WORK TO BE COMPLETED
Swap every "heron's" in the entries below for "bird's", change nothing else, and leave the pictures out of your answer.

PROVIDED DATA
-------------------------
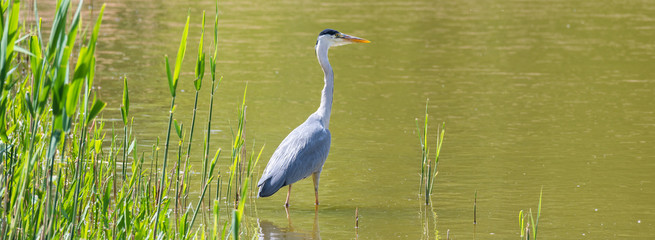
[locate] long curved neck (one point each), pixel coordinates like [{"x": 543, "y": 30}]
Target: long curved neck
[{"x": 326, "y": 96}]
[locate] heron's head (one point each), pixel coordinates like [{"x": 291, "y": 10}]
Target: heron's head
[{"x": 334, "y": 38}]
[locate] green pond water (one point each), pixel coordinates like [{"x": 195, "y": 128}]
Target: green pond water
[{"x": 554, "y": 94}]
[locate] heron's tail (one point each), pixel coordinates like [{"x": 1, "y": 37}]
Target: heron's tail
[{"x": 267, "y": 187}]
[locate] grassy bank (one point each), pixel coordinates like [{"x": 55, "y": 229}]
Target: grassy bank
-------------------------
EXERCISE SOLUTION
[locate] long curved neck (one point each), pixel coordinates like [{"x": 543, "y": 30}]
Target: long curved neck
[{"x": 326, "y": 96}]
[locate] bird's head (one point each), pixel coordinates like [{"x": 291, "y": 10}]
Target: bird's head
[{"x": 334, "y": 38}]
[locate] green pond water (one point each), pixel coordinates like [{"x": 195, "y": 128}]
Target: green pond water
[{"x": 554, "y": 94}]
[locate] bird's tail (one point each), pixel coordinates like [{"x": 1, "y": 37}]
Target: bird's tail
[{"x": 267, "y": 187}]
[locate] grassy bank (one point each), pixel coordinates like [{"x": 55, "y": 229}]
Target: grassy bank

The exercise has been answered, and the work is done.